— GIVEN REQUEST —
Retype the data that follows line by line, exactly, and leave its pictures out.

++++++++++++++++++++

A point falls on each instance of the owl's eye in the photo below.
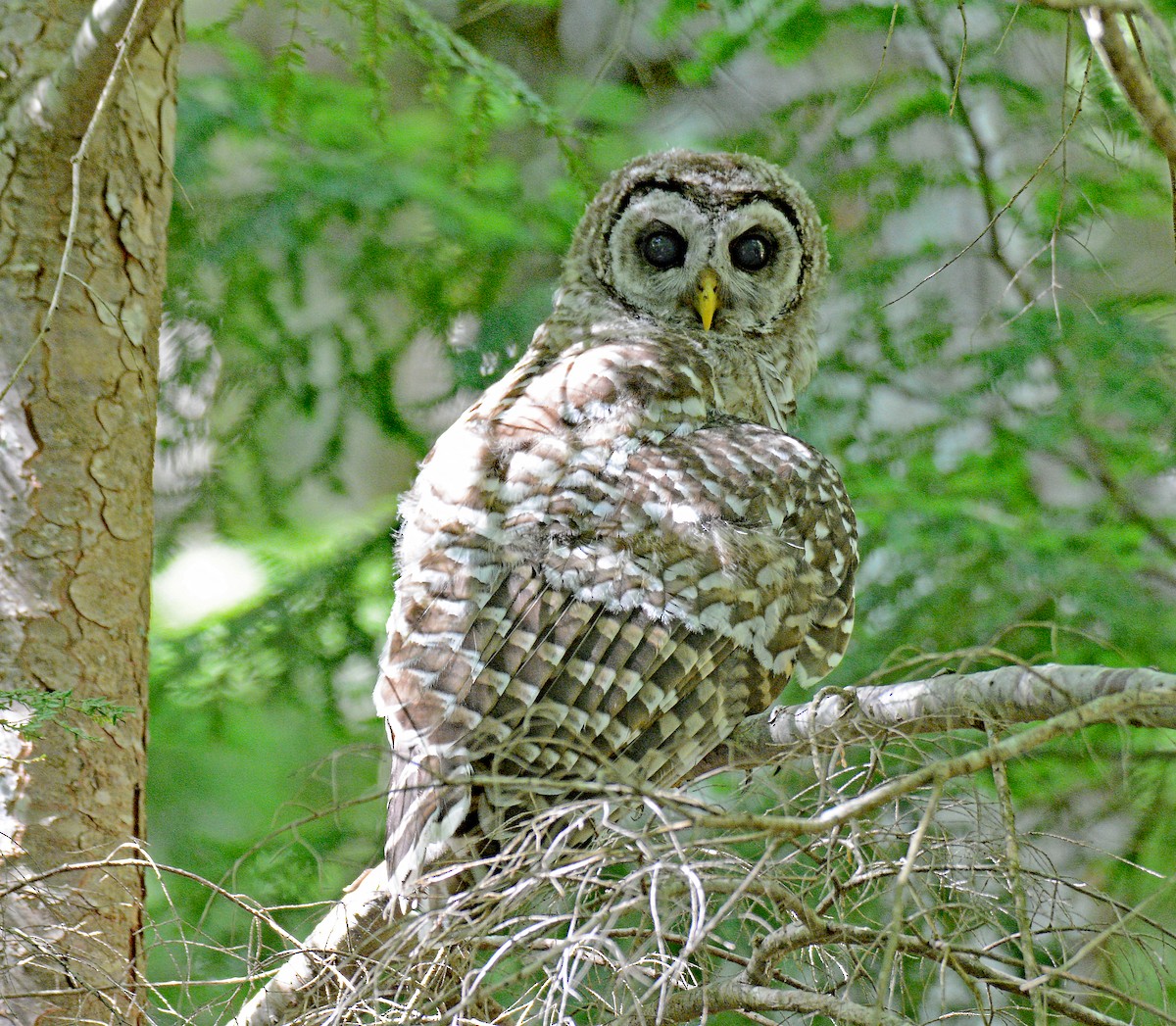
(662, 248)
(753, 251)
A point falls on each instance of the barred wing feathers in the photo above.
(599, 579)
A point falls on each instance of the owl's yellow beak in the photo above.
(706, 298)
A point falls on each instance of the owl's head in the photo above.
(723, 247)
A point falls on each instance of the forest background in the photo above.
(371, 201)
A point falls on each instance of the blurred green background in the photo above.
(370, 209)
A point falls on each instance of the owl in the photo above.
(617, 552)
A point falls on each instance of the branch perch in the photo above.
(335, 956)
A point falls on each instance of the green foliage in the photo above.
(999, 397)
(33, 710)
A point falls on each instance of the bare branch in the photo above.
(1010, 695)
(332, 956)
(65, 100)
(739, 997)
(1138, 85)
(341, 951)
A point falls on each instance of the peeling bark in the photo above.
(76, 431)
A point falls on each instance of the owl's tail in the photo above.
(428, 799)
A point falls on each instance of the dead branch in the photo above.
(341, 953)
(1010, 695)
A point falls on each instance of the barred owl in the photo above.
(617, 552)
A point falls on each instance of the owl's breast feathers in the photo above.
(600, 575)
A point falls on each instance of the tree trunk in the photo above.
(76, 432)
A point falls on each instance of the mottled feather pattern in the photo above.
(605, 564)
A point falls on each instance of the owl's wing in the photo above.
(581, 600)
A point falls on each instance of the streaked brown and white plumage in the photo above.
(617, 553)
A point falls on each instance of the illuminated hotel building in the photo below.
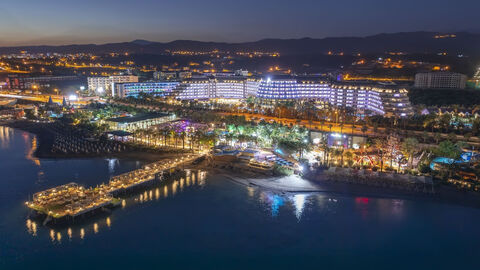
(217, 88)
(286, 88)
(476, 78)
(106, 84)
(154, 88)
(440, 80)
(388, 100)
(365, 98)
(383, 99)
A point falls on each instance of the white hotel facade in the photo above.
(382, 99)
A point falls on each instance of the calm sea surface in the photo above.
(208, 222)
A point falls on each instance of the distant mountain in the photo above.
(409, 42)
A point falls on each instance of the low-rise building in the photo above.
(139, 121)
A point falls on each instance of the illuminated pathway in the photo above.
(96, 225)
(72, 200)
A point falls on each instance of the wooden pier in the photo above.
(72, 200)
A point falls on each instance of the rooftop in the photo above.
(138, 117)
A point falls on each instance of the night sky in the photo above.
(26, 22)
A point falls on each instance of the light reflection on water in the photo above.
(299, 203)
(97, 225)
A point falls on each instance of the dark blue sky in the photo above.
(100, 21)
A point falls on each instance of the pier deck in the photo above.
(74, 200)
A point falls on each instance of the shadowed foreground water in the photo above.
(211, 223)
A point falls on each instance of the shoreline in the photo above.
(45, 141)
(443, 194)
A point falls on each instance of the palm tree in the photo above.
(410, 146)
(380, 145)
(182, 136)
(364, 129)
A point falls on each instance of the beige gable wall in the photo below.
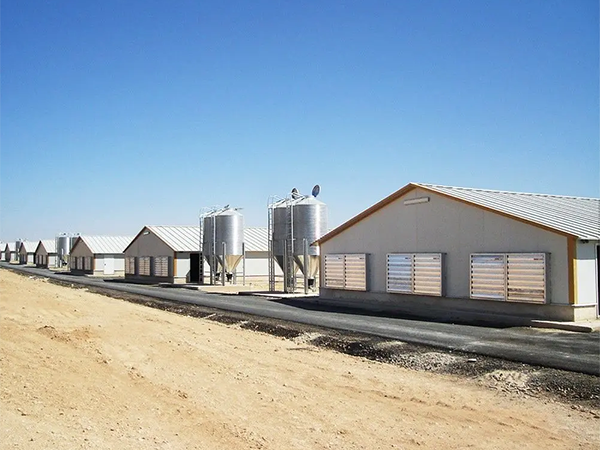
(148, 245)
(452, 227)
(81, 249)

++++++++++++++++++++

— EXERCISE OUTPUT —
A point falls on each instance of the owl's eye in the photo below.
(662, 248)
(753, 251)
A point falls on each instance of the barred wing feathers in the photo above.
(599, 579)
A point falls on each instance of the owl's yellow beak in the photo above.
(706, 298)
A point falls on each instance of the owl's head in the photo above.
(723, 247)
A point falls on each instance of the forest background in the photo above.
(371, 201)
A point falls on each instance of the blurred green background in the photo above.
(370, 209)
A point falls on each instance of the owl in the photo above.
(617, 552)
A point falls on each instance of the branch perch in the photo above.
(335, 956)
A point falls on each instance of the green foliage in the photo above.
(999, 397)
(33, 710)
A point falls on each instance of the bare branch in the photo above.
(1010, 695)
(332, 956)
(65, 100)
(739, 997)
(1138, 85)
(341, 951)
A point falls on each instance of the peeling bark in the photo above.
(76, 431)
A point falls on each instance of the owl's tail in the photo above.
(428, 799)
A point falls on each instance of the dead branch in the photo above.
(341, 953)
(1010, 695)
A point falls on each instance of the barred owl in the photo above.
(617, 552)
A point falls on each instance of the owl's breast feathers in the photo above.
(600, 575)
A point falls on each instance of the tree trunk in the photo above.
(76, 432)
A point falls on each instance of the mottled feather pattern in the photo above.
(605, 564)
A point falls on each instance of the owl's wing in the photo above.
(581, 600)
A point falls on each instance of the streaked brown and white plumage in the photo above.
(617, 553)
A point falls on each instance of the illuminated hotel building in the photo below.
(217, 88)
(286, 88)
(476, 78)
(106, 84)
(154, 88)
(440, 80)
(388, 100)
(365, 98)
(383, 99)
A point falls on each instance of the white hotel facade in the photo above.
(382, 99)
A point falls on each instance of the calm sea surface in the photo above.
(208, 222)
A point falls on each instance of the distant mountain in the photo above.
(409, 42)
A point falls on each instance of the low-rise building in the photo above.
(139, 121)
A point falls on each instance of the illuminated pathway in the photo above.
(96, 225)
(72, 200)
A point falls on each instance of the wooden pier in the photo above.
(72, 200)
A point falls on each instance of the rooftop in the photo above.
(138, 117)
A point falls on each instance of the night sky in the photo above.
(26, 22)
A point falls on each instance of the light reflection on water in the photo above.
(299, 203)
(97, 225)
A point falls on each instance of the dark blue sky in the photo above.
(100, 21)
A point falls on each instance of the pier deck in the photo above.
(74, 200)
A point falls on each instance of the shadowed foreground water in the photo above.
(211, 223)
A point falls on each instance of the shoreline in the photo above.
(45, 141)
(443, 194)
A point falls on each instance of the palm tree in the photo above.
(410, 146)
(380, 145)
(182, 136)
(364, 129)
A point falls on each instance of the beige gable wall in the photo below.
(148, 245)
(452, 227)
(81, 249)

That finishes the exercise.